MATERIAL FOR THIS TASK =>
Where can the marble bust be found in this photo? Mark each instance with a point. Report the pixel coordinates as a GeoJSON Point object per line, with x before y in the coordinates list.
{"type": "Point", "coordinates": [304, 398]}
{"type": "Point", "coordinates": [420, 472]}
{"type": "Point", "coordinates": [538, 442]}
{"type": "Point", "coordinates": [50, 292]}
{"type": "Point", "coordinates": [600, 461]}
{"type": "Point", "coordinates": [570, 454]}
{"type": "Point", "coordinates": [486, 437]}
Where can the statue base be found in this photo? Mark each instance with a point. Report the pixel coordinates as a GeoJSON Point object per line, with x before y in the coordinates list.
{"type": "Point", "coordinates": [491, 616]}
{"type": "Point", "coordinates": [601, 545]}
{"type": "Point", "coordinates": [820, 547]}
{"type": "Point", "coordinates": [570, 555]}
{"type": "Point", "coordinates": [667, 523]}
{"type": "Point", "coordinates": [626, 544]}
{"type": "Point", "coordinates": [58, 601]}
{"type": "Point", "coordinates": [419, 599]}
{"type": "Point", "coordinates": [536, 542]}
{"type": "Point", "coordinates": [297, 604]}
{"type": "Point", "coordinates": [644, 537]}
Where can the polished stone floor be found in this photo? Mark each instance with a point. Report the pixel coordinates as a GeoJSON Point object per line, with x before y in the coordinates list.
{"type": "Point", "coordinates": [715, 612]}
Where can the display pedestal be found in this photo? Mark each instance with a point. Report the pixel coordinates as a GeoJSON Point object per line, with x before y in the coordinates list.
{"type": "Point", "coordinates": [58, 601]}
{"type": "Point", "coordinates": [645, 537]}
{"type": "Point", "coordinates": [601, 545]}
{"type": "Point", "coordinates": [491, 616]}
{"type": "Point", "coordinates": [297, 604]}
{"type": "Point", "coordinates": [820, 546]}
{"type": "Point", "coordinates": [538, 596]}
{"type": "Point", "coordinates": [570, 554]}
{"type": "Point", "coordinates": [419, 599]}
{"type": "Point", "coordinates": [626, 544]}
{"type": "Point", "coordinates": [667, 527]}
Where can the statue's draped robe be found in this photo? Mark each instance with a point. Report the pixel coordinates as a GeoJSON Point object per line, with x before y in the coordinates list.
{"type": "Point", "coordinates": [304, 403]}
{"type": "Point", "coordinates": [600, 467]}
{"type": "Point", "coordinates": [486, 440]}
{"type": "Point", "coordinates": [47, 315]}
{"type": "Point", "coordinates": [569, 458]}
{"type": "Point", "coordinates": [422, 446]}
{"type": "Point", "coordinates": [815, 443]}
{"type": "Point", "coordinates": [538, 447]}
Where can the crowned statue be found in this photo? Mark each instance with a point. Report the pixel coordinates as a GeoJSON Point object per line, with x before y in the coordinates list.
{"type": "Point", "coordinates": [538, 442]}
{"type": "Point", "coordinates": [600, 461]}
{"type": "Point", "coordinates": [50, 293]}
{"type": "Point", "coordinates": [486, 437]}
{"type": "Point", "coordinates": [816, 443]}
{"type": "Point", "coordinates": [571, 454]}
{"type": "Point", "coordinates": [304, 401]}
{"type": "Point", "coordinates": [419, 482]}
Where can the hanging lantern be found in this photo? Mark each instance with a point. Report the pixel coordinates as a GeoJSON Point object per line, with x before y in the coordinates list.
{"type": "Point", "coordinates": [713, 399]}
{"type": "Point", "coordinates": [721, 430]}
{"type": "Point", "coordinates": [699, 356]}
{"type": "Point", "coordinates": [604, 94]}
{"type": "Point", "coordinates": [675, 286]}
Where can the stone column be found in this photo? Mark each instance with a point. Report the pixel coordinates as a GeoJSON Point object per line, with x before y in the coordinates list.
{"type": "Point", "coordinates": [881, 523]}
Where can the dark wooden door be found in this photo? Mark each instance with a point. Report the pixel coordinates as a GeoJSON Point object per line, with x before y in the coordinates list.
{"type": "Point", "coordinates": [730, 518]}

TO BE DONE => Write out the full listing exactly as given.

TASK RESULT =>
Where can the marble bust be found in this photo? Mark each instance with a point. Report the pixel coordinates as a GeoJSON Point object per line, with x before y in the coordinates list.
{"type": "Point", "coordinates": [304, 398]}
{"type": "Point", "coordinates": [420, 472]}
{"type": "Point", "coordinates": [538, 442]}
{"type": "Point", "coordinates": [50, 292]}
{"type": "Point", "coordinates": [600, 461]}
{"type": "Point", "coordinates": [570, 454]}
{"type": "Point", "coordinates": [486, 437]}
Where can the statue base be found in this photo? Mark each instance with a point. Report the pixel coordinates as a GeoJSON Point object per line, with x before y in the coordinates list.
{"type": "Point", "coordinates": [491, 616]}
{"type": "Point", "coordinates": [601, 545]}
{"type": "Point", "coordinates": [820, 547]}
{"type": "Point", "coordinates": [570, 555]}
{"type": "Point", "coordinates": [667, 523]}
{"type": "Point", "coordinates": [626, 544]}
{"type": "Point", "coordinates": [58, 601]}
{"type": "Point", "coordinates": [419, 599]}
{"type": "Point", "coordinates": [536, 542]}
{"type": "Point", "coordinates": [297, 604]}
{"type": "Point", "coordinates": [644, 537]}
Where can the polished stone floor be found in this photo? Mark each instance with a point. Report the pixel coordinates as a GeoJSON Point object per line, with x before y in the coordinates list.
{"type": "Point", "coordinates": [715, 612]}
Where can the display pedestal be found in this photo? Mark each instance with a point. Report the pixel coordinates as a GeoJSON Point object per line, with x before y in the coordinates list.
{"type": "Point", "coordinates": [58, 601]}
{"type": "Point", "coordinates": [645, 537]}
{"type": "Point", "coordinates": [601, 545]}
{"type": "Point", "coordinates": [491, 616]}
{"type": "Point", "coordinates": [297, 604]}
{"type": "Point", "coordinates": [820, 546]}
{"type": "Point", "coordinates": [538, 596]}
{"type": "Point", "coordinates": [570, 554]}
{"type": "Point", "coordinates": [419, 599]}
{"type": "Point", "coordinates": [626, 544]}
{"type": "Point", "coordinates": [667, 527]}
Where can the statue's draped robe be found in this photo? Mark each instance with a point. Report the pixel coordinates as a GeoJSON Point object per line, with x before y in the coordinates list.
{"type": "Point", "coordinates": [304, 403]}
{"type": "Point", "coordinates": [600, 467]}
{"type": "Point", "coordinates": [486, 440]}
{"type": "Point", "coordinates": [47, 315]}
{"type": "Point", "coordinates": [569, 458]}
{"type": "Point", "coordinates": [422, 446]}
{"type": "Point", "coordinates": [815, 443]}
{"type": "Point", "coordinates": [538, 447]}
Where can the crowned statue be found in this photo? Mark each instance with a point. Report the pixel coordinates as a GeoJSON Point object per line, with x before y in the coordinates list.
{"type": "Point", "coordinates": [538, 442]}
{"type": "Point", "coordinates": [600, 461]}
{"type": "Point", "coordinates": [50, 293]}
{"type": "Point", "coordinates": [486, 437]}
{"type": "Point", "coordinates": [816, 443]}
{"type": "Point", "coordinates": [571, 454]}
{"type": "Point", "coordinates": [304, 401]}
{"type": "Point", "coordinates": [419, 482]}
Where can the hanging lantern be found in this photo? Mark each instance with a point. Report the pixel coordinates as a GeoJSON Point object per line, with x before y in the coordinates list.
{"type": "Point", "coordinates": [713, 399]}
{"type": "Point", "coordinates": [721, 430]}
{"type": "Point", "coordinates": [699, 356]}
{"type": "Point", "coordinates": [604, 94]}
{"type": "Point", "coordinates": [675, 286]}
Where can the stone column be found in this photo? Mark each instance with a point. Report the pixel coordinates as a GeoJSON Point object per line, with x before y in the coordinates list.
{"type": "Point", "coordinates": [881, 523]}
Where can the dark wooden door be found in this photo? Mark each instance with a point. Report the pixel coordinates as a GeoJSON Point object per line, with x before y in the coordinates list.
{"type": "Point", "coordinates": [730, 518]}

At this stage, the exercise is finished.